*What you should do:* Restate each entry below without changing a word.

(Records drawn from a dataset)
Segment Open

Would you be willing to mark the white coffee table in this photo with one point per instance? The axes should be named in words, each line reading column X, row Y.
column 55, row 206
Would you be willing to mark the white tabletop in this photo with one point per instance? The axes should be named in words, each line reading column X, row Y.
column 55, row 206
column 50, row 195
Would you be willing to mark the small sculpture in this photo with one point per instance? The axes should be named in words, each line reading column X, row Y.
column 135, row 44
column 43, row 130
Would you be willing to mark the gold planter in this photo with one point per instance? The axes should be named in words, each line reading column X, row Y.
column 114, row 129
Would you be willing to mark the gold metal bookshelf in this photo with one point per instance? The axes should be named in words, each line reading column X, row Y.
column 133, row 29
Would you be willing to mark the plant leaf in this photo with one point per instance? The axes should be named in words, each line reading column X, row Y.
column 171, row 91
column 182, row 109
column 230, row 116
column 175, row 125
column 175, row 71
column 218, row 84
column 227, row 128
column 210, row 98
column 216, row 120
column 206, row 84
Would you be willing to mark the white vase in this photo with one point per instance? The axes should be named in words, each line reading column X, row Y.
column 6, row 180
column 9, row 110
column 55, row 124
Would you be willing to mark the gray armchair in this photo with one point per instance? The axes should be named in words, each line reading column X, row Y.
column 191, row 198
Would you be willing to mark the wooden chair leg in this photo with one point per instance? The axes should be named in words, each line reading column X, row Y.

Segment Closed

*Finished exercise:*
Would you be willing to mark the white coffee table in this photo with one point per instance? The axes should be named in words, each line reading column X, row Y.
column 55, row 206
Would you be willing to mark the white tabletop in this photo with one point per instance? The axes should be named in words, each line reading column X, row Y.
column 55, row 206
column 50, row 195
Would you be willing to mark the small sculpture in this photo with one point per instance? The axes should be named in words, each line reading column X, row Y.
column 135, row 44
column 43, row 130
Would you be willing to mark the gold planter in this photo with one point per instance? The axes should be named in words, each line reading column X, row Y.
column 114, row 129
Would you be willing to mark the gold metal bookshelf in this photo with one point per instance? The axes should be named in words, each line reading column X, row Y.
column 133, row 29
Would you be willing to mark the plant leaf in this photo with one point per instance? The axes should be named in words, each line reading column X, row Y.
column 171, row 91
column 182, row 109
column 230, row 116
column 175, row 125
column 175, row 71
column 218, row 84
column 227, row 128
column 210, row 98
column 216, row 120
column 206, row 84
Would you be willing to mark the white vase in this photo with one point per instance? The axes should be named in words, each line reading column X, row Y.
column 6, row 180
column 9, row 110
column 55, row 124
Would you be willing to mark the gray armchair in this photo with one point per instance? The axes should be named in words, each line reading column X, row Y.
column 191, row 198
Would you be willing to mark the wooden chair leg in this photo with one point per instance? The axes should be named in words, each line reading column X, row Y.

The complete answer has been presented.